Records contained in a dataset
>>>>>

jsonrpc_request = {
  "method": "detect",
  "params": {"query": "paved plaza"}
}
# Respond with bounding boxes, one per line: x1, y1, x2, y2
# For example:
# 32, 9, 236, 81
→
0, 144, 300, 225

<<<<<

▶ _PROMPT_
The complete data above is to be written out again as it stands.

▶ _RESPONSE AREA_
jsonrpc_request = {
  "method": "detect",
  "params": {"query": "paved plaza"}
}
# Respond with bounding boxes, one per line: x1, y1, x2, y2
# For example:
# 32, 9, 236, 81
→
0, 144, 300, 225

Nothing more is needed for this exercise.